Data to process>
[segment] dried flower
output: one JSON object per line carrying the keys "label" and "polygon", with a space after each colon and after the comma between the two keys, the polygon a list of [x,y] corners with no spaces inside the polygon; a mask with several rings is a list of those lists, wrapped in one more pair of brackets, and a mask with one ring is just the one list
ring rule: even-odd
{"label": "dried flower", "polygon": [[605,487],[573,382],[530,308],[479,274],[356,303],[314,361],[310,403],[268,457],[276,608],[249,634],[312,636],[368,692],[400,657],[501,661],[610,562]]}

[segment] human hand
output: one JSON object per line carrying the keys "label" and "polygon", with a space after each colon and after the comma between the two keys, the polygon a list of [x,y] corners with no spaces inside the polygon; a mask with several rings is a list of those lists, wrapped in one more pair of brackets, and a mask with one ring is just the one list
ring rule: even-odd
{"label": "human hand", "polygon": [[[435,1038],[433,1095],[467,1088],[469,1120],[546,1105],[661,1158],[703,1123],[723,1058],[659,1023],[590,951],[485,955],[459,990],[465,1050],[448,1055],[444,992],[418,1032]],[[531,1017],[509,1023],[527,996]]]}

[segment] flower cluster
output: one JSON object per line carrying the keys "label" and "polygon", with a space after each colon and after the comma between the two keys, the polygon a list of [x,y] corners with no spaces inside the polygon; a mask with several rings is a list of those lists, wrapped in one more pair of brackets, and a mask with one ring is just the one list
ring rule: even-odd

Requirements>
Reproduce every record above exactly as it appears.

Response to the exercise>
[segment] dried flower
output: one JSON object per line carrying the keys "label" and "polygon", with a space after each colon and after the comma between the two keys, the polygon a list of [x,y] corners with no spaces inside the polygon; a mask with several rings is a list of those lists, wrapped in one more pair of brackets, and a mask with one ring is just the one list
ring rule: even-odd
{"label": "dried flower", "polygon": [[605,487],[573,382],[530,308],[479,274],[356,303],[314,361],[310,403],[268,457],[276,608],[249,634],[312,636],[368,692],[400,657],[501,661],[610,562]]}

[segment] human hand
output: one JSON object per line carrying the keys "label" and "polygon", with a space after each colon and after the comma between the two keys, the polygon a list of [x,y] corners with no spaces inside the polygon; a mask with several rings is a list of those lists, wrapped in one more pair of brackets, and a mask with one ring is just the one list
ring rule: even-odd
{"label": "human hand", "polygon": [[[435,1038],[433,1095],[467,1088],[469,1120],[546,1105],[661,1158],[703,1123],[723,1058],[659,1023],[590,951],[485,955],[459,990],[465,1050],[448,1055],[444,992],[418,1032]],[[531,1017],[509,1023],[527,996]]]}

[segment] flower cluster
output: one JSON object per line carrying the keys "label" and "polygon", with a space after each colon and after the comma between the two keys, the polygon a list of [x,y] corners with no spaces inside the polygon; a mask with several rings is a list of those lists, wrapped in one more pair of brackets, and a mask with one ring is just the one list
ring rule: even-odd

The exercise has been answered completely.